◆ TEXT TO READ ◆
# # # # #

# Is that worth to make shortcut ? about apprenticeship program



## dlvbasys (Jan 2, 2015)

Hi everyone

I'm in WA state right now and have active apprentice card and more than approved 2000 hours on it plus above 100 class hours (I'm in JATC IBEW program for EL-01 )

I have to stay in school for next 4.5 years,
have to go at JATC one day per week (so 32 hours per week) every 6 months
as usual way in JATC apprentice program 
plus payment above 700 for every year 
and than take exam and get license (only after done with school)

I know a couple guys , who passed already state exam, has EL-01 license,but
still have to go into school until end of apprenticeship program.

Above is one way, pretty common and usual ...


But to get license in WA state according Department L&I you shall have 
8000 approved hours plus 96 hours basic classes.

It looks like I need just to add work hours to state's requirement. 
keep my card active (take only 48hours class per 2year, even pay for them that's only $300)

Therefore, if I quit the JATC apprentice program and start work in open shop (yes you've read right) it will take just two and half year for me, much faster.

If don't discuss benefits (pension, etc), only to rich the EL-01 license ASAP , am I right?

thank for all advises 

PS. I don't want controversial topic union vs non, that's not a goal. This is only my case.


----------



## daveEM (Nov 18, 2012)

One of the better things about the union...

Well when you get old like me it's probably nice to get a cheque in the mail every month for sitting on your butt watching NFL games.

^^ I say probably because I'm not union, I'm old, and don't receive that cheque.


----------



## dawgs (Dec 1, 2007)

Why would you ever quit the jatc? What's your big hurry? Take the time and learn as much as you can. Then take the license after you finish the program.


----------



## Switched (Dec 23, 2012)

I think that most guys who are union and most who are not, would advise you to NOT QUIT the program.

I am a non-union guy, I would have loved to have finished my JATC apprenticeship.... I dropped out. You can get a great education elsewhere, but it will take a longer and cost you more.


----------



## dlvbasys (Jan 2, 2015)

maybe better to clarify - I'm 38 years old, have strong electrical background from another country (yep, I'm immigrant fresh off the boat)
seating in school for next 5years will not bring me too much knowledge 
collecting great pension from IBEW is good idea 
exactly when starting at 20's


----------



## dlvbasys (Jan 2, 2015)

Switched said:


> but it will take a longer and cost you more.


why?
because a lack of work?


----------



## Switched (Dec 23, 2012)

In the IBEW/JATC your employer pays for your education via the pay package the union has negotiated. In an open shop, you more than likely will have to pay for any schooling yourself.

The JATC has a great program in place to educate you and train you for the type of work that they do. Some of the open shop programs have tried to emulate it, such as WECA and ABC, but I still don't think they can match the JATC. 

If your employed by another EC who isn't part of those programs, you are going to have to search out for a company/school that is looking to educate you, not just teach you how to pass a test.

At 38, you should be looking at becoming very good and valuable at what you do, and that means educated. If you try to jump ahead to get a few more dollars now, you will likely loose those dollars at a later date. You probably have a greater chance at moving up the ladder in the union too, as an older apprentice you'll be prime picking for management duties when you journey out. In an open shop, you'll be a liability, the younger guys WILL work circles around you! I am 37, I know more tricks and tips, but they are faster than I am.... You have to know more the older you get...

# # # # #

◆ STORED DATA ◆
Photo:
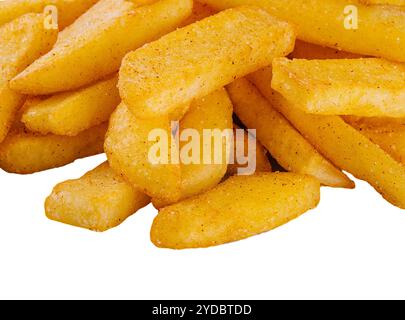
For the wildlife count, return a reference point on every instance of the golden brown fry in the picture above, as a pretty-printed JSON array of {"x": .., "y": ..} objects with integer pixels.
[
  {"x": 305, "y": 50},
  {"x": 205, "y": 56},
  {"x": 68, "y": 10},
  {"x": 70, "y": 113},
  {"x": 325, "y": 22},
  {"x": 211, "y": 112},
  {"x": 129, "y": 146},
  {"x": 93, "y": 47},
  {"x": 362, "y": 87},
  {"x": 200, "y": 11},
  {"x": 262, "y": 161},
  {"x": 346, "y": 147},
  {"x": 100, "y": 200},
  {"x": 283, "y": 141},
  {"x": 241, "y": 207},
  {"x": 22, "y": 41},
  {"x": 383, "y": 2},
  {"x": 23, "y": 152},
  {"x": 390, "y": 138}
]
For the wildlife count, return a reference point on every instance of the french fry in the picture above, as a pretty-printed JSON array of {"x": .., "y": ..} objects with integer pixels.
[
  {"x": 200, "y": 11},
  {"x": 88, "y": 54},
  {"x": 374, "y": 122},
  {"x": 100, "y": 200},
  {"x": 390, "y": 138},
  {"x": 239, "y": 41},
  {"x": 264, "y": 202},
  {"x": 305, "y": 50},
  {"x": 362, "y": 87},
  {"x": 22, "y": 41},
  {"x": 67, "y": 10},
  {"x": 128, "y": 147},
  {"x": 70, "y": 113},
  {"x": 212, "y": 112},
  {"x": 330, "y": 23},
  {"x": 284, "y": 142},
  {"x": 384, "y": 2},
  {"x": 23, "y": 152},
  {"x": 262, "y": 161},
  {"x": 346, "y": 147}
]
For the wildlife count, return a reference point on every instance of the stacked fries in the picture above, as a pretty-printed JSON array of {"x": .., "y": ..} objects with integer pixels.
[{"x": 321, "y": 83}]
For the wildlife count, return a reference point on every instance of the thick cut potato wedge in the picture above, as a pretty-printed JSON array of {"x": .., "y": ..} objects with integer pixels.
[
  {"x": 346, "y": 147},
  {"x": 24, "y": 152},
  {"x": 291, "y": 150},
  {"x": 128, "y": 146},
  {"x": 200, "y": 11},
  {"x": 70, "y": 113},
  {"x": 262, "y": 161},
  {"x": 68, "y": 10},
  {"x": 380, "y": 28},
  {"x": 95, "y": 44},
  {"x": 362, "y": 87},
  {"x": 205, "y": 56},
  {"x": 305, "y": 50},
  {"x": 100, "y": 200},
  {"x": 385, "y": 2},
  {"x": 212, "y": 112},
  {"x": 390, "y": 138},
  {"x": 239, "y": 208},
  {"x": 374, "y": 122},
  {"x": 22, "y": 41}
]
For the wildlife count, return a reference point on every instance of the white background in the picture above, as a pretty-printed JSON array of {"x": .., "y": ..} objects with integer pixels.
[{"x": 351, "y": 246}]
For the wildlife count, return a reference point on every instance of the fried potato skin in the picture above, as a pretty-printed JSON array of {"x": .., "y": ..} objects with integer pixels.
[
  {"x": 100, "y": 200},
  {"x": 322, "y": 22},
  {"x": 22, "y": 41},
  {"x": 90, "y": 54},
  {"x": 68, "y": 10},
  {"x": 262, "y": 161},
  {"x": 127, "y": 148},
  {"x": 283, "y": 141},
  {"x": 363, "y": 87},
  {"x": 70, "y": 113},
  {"x": 239, "y": 40},
  {"x": 264, "y": 202},
  {"x": 23, "y": 152},
  {"x": 346, "y": 147}
]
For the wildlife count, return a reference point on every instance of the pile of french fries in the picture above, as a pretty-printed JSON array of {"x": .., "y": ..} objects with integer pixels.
[{"x": 321, "y": 81}]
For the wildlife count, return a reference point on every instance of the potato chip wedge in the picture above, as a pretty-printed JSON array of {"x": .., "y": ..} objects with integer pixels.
[
  {"x": 70, "y": 113},
  {"x": 205, "y": 56},
  {"x": 362, "y": 87},
  {"x": 200, "y": 11},
  {"x": 22, "y": 41},
  {"x": 241, "y": 207},
  {"x": 262, "y": 161},
  {"x": 332, "y": 23},
  {"x": 384, "y": 2},
  {"x": 305, "y": 50},
  {"x": 346, "y": 147},
  {"x": 284, "y": 142},
  {"x": 374, "y": 122},
  {"x": 67, "y": 10},
  {"x": 100, "y": 200},
  {"x": 202, "y": 170},
  {"x": 88, "y": 54},
  {"x": 23, "y": 152},
  {"x": 390, "y": 138},
  {"x": 130, "y": 145}
]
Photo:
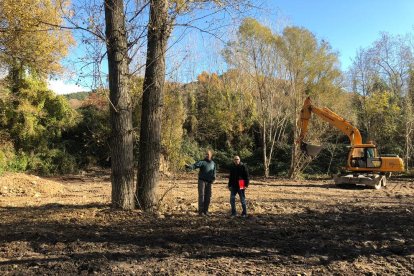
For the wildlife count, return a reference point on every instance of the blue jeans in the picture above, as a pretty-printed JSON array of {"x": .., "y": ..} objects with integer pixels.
[
  {"x": 204, "y": 195},
  {"x": 242, "y": 196}
]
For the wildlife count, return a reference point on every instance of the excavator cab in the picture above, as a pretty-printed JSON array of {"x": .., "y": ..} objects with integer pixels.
[{"x": 364, "y": 156}]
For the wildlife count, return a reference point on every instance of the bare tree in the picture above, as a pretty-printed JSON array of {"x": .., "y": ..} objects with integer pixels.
[
  {"x": 159, "y": 30},
  {"x": 121, "y": 139}
]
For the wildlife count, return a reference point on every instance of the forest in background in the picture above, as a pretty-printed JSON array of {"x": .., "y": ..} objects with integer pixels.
[{"x": 251, "y": 110}]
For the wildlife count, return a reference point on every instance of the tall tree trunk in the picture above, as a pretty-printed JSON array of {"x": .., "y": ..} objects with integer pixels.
[
  {"x": 121, "y": 141},
  {"x": 150, "y": 138}
]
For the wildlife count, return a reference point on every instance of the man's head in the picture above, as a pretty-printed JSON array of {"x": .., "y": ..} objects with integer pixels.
[{"x": 209, "y": 154}]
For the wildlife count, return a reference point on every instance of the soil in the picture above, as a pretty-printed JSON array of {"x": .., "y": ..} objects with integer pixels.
[{"x": 61, "y": 226}]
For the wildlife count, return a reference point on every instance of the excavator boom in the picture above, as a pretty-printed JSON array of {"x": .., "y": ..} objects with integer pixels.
[{"x": 329, "y": 116}]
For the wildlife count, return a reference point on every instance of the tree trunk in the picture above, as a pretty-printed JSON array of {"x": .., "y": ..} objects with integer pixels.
[
  {"x": 121, "y": 141},
  {"x": 150, "y": 137}
]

# # # # #

◆ TASKS AND EXERCISES ◆
1 – Answer the following questions from the apprenticeship thread.
(a) According to the Department L&I, how many approved hours and how many hours of basic classes are required for a license in WA state?
(b) What age does dlvbasys give in the clarification?
(c) Which two open shop programs does Switched name as having tried to emulate the JATC program?
2 – Revise the passage of the apprenticeship thread starting with "But to get license" and going on through "me, much faster.", putting "non-union shop" wherever "open shop" occurs.
3 – State whether each statement agrees with the apprenticeship thread.
(a) dlvbasys has more than 2000 approved hours on an active apprentice card.
(b) Keeping the card active requires 96 hours of class every two years.
(c) Switched is a union member.

◆ SOLUTIONS TO THE EXERCISE ◆
1 –
(a) 8000 approved hours plus 96 hours of basic classes.
(b) 38 years old.
(c) WECA and ABC.

2 –
But to get license in WA state according Department L&I you shall have 
8000 approved hours plus 96 hours basic classes.

It looks like I need just to add work hours to state's requirement. 
keep my card active (take only 48hours class per 2year, even pay for them that's only $300)

Therefore, if I quit the JATC apprentice program and start work in non-union shop (yes you've read right) it will take just two and half year for me, much faster.

3 –
(a) Yes: "have active apprentice card and more than approved 2000 hours on it"
(b) No: "take only 48hours class per 2year"
(c) No: "I am a non-union guy"